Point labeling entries
□ □ □

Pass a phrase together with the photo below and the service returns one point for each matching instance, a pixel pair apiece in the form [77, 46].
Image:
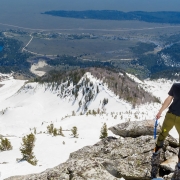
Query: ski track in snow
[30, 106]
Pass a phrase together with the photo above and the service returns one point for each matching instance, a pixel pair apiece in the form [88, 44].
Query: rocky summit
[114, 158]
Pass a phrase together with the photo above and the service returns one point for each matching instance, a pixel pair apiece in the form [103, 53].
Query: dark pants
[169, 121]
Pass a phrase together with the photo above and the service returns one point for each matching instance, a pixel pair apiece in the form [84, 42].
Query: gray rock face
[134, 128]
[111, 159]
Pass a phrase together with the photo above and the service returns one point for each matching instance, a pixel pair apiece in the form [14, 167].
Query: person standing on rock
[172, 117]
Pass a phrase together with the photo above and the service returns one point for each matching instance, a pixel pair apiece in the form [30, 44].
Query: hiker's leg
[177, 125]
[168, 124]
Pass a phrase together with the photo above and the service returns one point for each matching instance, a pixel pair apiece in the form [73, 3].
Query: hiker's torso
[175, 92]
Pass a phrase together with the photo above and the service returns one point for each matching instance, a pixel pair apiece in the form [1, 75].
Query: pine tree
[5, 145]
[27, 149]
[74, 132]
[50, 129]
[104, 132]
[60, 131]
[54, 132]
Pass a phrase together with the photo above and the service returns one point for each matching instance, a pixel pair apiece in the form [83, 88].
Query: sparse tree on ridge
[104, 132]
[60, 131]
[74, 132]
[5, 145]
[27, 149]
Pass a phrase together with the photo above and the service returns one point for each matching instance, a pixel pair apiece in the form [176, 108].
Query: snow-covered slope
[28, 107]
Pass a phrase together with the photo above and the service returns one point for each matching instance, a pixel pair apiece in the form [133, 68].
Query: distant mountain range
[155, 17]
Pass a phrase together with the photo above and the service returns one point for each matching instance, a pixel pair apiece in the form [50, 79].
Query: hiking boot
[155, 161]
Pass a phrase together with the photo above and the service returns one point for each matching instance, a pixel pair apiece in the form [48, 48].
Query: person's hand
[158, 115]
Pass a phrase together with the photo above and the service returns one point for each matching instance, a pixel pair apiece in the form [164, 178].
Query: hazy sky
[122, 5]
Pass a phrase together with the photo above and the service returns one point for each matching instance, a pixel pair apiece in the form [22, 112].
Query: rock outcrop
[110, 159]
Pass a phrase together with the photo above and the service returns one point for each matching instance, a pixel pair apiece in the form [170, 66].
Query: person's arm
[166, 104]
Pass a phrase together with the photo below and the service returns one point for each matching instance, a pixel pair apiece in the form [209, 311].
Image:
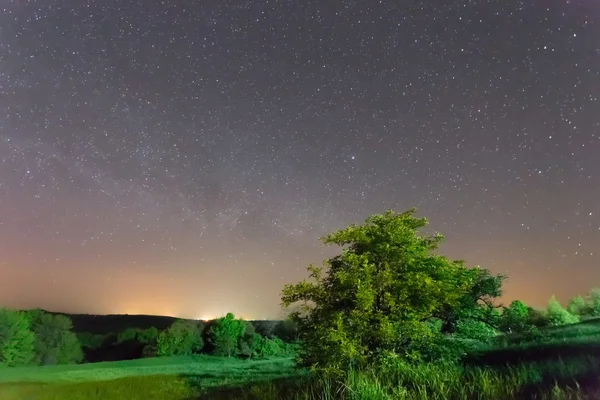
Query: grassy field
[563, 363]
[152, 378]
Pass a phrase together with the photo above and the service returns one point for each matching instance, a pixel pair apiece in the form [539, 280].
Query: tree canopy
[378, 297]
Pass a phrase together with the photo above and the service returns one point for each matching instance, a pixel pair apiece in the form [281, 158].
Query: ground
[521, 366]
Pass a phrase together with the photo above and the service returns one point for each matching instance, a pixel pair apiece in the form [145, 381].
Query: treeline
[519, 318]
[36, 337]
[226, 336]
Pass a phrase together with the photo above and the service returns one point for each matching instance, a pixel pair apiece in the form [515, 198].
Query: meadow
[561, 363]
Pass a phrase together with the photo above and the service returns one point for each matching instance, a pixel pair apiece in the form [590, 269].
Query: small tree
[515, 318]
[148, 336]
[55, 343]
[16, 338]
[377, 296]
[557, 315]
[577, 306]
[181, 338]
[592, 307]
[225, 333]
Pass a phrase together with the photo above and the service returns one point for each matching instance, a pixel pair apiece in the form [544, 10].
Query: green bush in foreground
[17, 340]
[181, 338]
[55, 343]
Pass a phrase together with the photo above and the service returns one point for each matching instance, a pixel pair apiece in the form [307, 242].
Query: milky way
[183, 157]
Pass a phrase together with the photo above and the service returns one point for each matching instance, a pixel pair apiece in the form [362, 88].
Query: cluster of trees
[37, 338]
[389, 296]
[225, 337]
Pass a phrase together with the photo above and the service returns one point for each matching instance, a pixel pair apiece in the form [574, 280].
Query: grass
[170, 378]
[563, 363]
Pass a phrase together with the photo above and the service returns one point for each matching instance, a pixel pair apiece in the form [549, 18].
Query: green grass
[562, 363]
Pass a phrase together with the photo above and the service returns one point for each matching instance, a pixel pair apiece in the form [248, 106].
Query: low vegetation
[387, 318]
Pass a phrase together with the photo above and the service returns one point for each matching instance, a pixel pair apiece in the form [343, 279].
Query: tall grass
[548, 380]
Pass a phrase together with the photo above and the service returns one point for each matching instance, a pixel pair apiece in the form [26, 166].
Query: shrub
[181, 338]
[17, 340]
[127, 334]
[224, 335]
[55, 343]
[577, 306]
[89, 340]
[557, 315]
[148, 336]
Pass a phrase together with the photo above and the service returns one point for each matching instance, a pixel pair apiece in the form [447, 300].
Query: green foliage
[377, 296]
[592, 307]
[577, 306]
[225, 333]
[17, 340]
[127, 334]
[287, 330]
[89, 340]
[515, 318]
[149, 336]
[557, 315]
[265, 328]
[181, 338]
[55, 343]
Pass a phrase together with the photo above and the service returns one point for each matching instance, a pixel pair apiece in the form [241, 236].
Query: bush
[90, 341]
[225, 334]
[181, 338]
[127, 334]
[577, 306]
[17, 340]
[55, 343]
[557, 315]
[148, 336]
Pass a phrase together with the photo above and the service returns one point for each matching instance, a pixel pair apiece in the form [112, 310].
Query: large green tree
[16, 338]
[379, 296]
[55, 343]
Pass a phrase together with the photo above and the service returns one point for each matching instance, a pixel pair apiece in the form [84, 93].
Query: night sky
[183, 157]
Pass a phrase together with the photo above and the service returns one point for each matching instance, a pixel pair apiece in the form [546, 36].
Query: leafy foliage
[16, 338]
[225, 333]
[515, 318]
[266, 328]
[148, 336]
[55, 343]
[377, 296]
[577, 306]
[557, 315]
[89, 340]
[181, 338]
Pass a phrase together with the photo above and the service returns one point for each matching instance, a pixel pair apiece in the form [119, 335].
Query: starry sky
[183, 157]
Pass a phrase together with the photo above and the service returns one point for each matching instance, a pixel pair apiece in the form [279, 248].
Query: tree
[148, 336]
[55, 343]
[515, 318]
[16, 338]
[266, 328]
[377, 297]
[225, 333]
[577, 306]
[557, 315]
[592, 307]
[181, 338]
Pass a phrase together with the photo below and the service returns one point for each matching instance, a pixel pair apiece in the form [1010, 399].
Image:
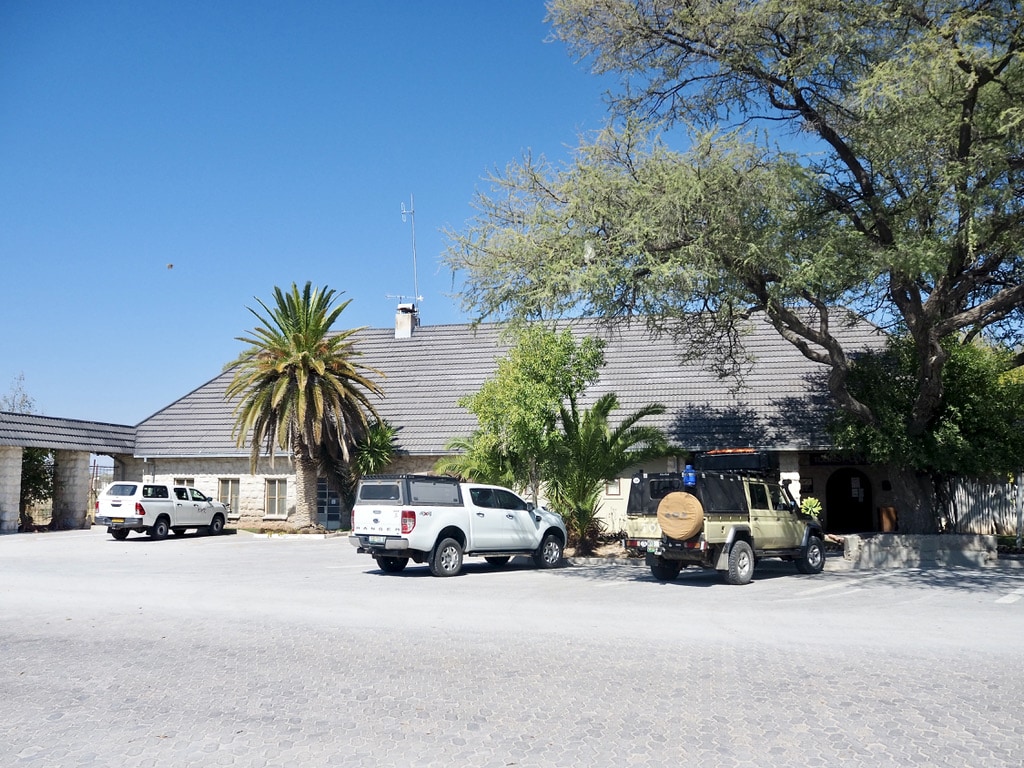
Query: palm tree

□ □ □

PROBLEM:
Retype all of the entries above verbatim, line for line, but omit the pictures from your copy.

EXERCISE OUTPUT:
Pass a phrase together with the photo below and the service returns one point for each matching instance, a pixel pair apiece in the form [77, 46].
Image:
Query: ski track in snow
[30, 106]
Pass a phrase together with the photo above and the service returns one point for each matching instance, a pixel pair apiece in the form [88, 44].
Query: rocky summit
[114, 158]
Pass a phrase together with the photo above and the service returns one point for each matching instance, a pixel pair apiece in the form [103, 53].
Query: dark pants
[169, 121]
Pass a phrase together with the photo above and the service returns one point for each matching instance, a pixel pair apiece in the form [84, 42].
Query: gray rock face
[134, 128]
[111, 159]
Pass a phrase together with the photo above and the service returns one point for each matching instance, a pixel pair apiece in the form [14, 167].
Query: person standing on rock
[172, 117]
Pass a phrase together with the photo above and the service returns one point for each matching instance, a pixel pair apiece in the form [30, 44].
Query: hiker's leg
[177, 125]
[168, 124]
Pass a phrase together with the photo above and the service returns one point for each matching instance, a pixel pair apiece in the form [73, 3].
Query: hiker's torso
[175, 92]
Pass a phrase together with the photo above and the service returns one point for each matching instance, a pixel pair apiece in the form [1, 75].
Query: pine tree
[5, 145]
[27, 149]
[74, 132]
[50, 129]
[104, 132]
[60, 131]
[54, 132]
Pass a phrase together with the photo above and the service returns one point for each matching instance, a pixel pair apiece in the form [83, 88].
Query: sparse tree on ridge
[104, 132]
[60, 131]
[74, 132]
[5, 145]
[27, 149]
Pass a phrase together with the photo above and the service returns one point for each matching instance, a pixel pair apiece in the form [176, 108].
Query: snow-covered slope
[28, 107]
Pass a phrase together with the photo above and the service returns one point for each matching instance, a pixel pair apiece in the form [133, 68].
Query: distant mountain range
[155, 17]
Pass a phrase together with the photo above and the service returns one point for each matching instance, a pixel pair apiece in the form [50, 79].
Query: hiking boot
[155, 161]
Pass a phrase together with the photo above and the service returns one point for each matching instance, a pixel pair apiece in the form [48, 48].
Query: person's hand
[158, 115]
Pass a phrase together with the photo above and the service returns one point for each matching instance, a pixel pair apiece in the form [164, 178].
Query: hazy sky
[122, 5]
Pass a phrase together with the photo above and the service returns one point for each matching instance, a pixel pair apiece in the form [22, 112].
Query: rock outcrop
[110, 159]
Pass a phrase together with the photo above and the service returns one point for each matching instance, a pixel pair apiece in the form [170, 66].
Query: person's arm
[166, 104]
Pass a phrase together with the photo below and the service returns one point for each matching instance, a pixel pair apiece in the form [209, 311].
Image:
Query: grassy field
[563, 363]
[152, 378]
Pass a phrase together with the photo above and the service returns one point for each matching instance, a pixel pair apiece in the form [539, 280].
Query: tree canopy
[378, 297]
Pass a phrase together with the photo above and the service returns one point for each matching instance, a pixel pair apiece in the form [281, 158].
Query: ground
[521, 366]
Pass a phrase together with the photo above and the service returns one point for each matching instance, a pixel pair apiece in the form [145, 381].
Query: treeline
[519, 318]
[36, 337]
[226, 336]
Pass a phrase together with the photo above and the service returns one point for each matching instance, a pixel pair apiece in the form [515, 198].
Query: meadow
[561, 363]
Pass a phrase together with the photo above and the service returns one point for each matching instance, a pixel pair apiece in the form [590, 269].
Query: small tree
[515, 318]
[148, 336]
[55, 343]
[16, 338]
[377, 296]
[557, 315]
[577, 306]
[181, 338]
[592, 307]
[225, 333]
Pass a phrase together with the photo above and the service returns one point for each matching instance, a pixel pair apiece in the form [544, 10].
Query: green bush in foreground
[17, 340]
[181, 338]
[55, 343]
Pass a phrase together with the photo above and the service returns one point for each matching instance, a pixel pair apiece in the form [307, 242].
Query: milky way
[183, 157]
Pass a phrase together with the photo above and the service returns one point for each matching instance, a pixel pair apiece in the form [362, 88].
Query: cluster of trees
[37, 338]
[389, 296]
[225, 337]
Pass a phrase together with the photo above and the service returns one point for each matching instance, a pixel pair apiece in the form [574, 280].
Query: grass
[170, 378]
[563, 363]
Pass a phrase together with the photo above and the service returns one point for each matching instance, a pixel pair apiece in the form [549, 18].
Query: green grass
[562, 363]
Pass a phrase together with the photo above and the service returns one point for each matching instance, a pixel pair apiece in the form [248, 106].
Query: low vegetation
[387, 318]
Pass a phrase together with the photo above and the service returns one point for each matching instance, a pixel pair apiece in the form [343, 279].
Query: tall grass
[548, 380]
Pass a phrase together with the photo above and the service returns one point for each matching instance, a pixel pair apiece in the form [26, 166].
Query: shrub
[181, 338]
[17, 340]
[127, 334]
[224, 335]
[55, 343]
[577, 306]
[89, 340]
[557, 315]
[148, 336]
Pass a phrase together with the photo above and the service returns one point for each matching instance, a pixel pair apiece in the form [447, 300].
Query: green foliage
[377, 296]
[592, 307]
[577, 306]
[225, 333]
[17, 340]
[127, 334]
[287, 330]
[89, 340]
[515, 318]
[149, 336]
[557, 315]
[265, 328]
[181, 338]
[55, 343]
Pass a phrase together with the photo above and the service returns one point for each matching instance, a pixel pair apiece in the form [241, 236].
Query: bush
[90, 341]
[225, 334]
[181, 338]
[127, 334]
[577, 306]
[17, 340]
[55, 343]
[557, 315]
[148, 336]
Pass a phrase together with the photo above and the service returns one point for each matching instance, a pixel pair apiece in the form [112, 310].
Query: large green tree
[16, 338]
[379, 296]
[55, 343]
Pass a phrase together with the photo above and the service returns one point for each matching instance, a pixel pair apiece in the form [84, 93].
Query: night sky
[183, 157]
Pass a phrase together with the photo above and the service returns one point for each matching instance, a pixel pair apiece in the form [546, 36].
Query: leafy foliage
[16, 338]
[225, 333]
[515, 318]
[266, 328]
[148, 336]
[55, 343]
[377, 296]
[577, 306]
[557, 315]
[89, 340]
[181, 338]
Pass a phrase together with the photo above and the service returns one point for each matching instance, a pixel pair apiece in the form [119, 335].
Query: starry sky
[183, 157]
Pass a phrase together with the photo above and the service returns one point for each matching instance, a pixel pair apiece in the form [279, 248].
Query: tree
[148, 336]
[55, 343]
[515, 318]
[16, 338]
[266, 328]
[377, 297]
[225, 333]
[577, 306]
[557, 315]
[592, 307]
[181, 338]
Pass a phrase together with the photo below and the service returns one point for each matching instance, a pixel pair apiece in the form [1010, 399].
Image:
Query: palm tree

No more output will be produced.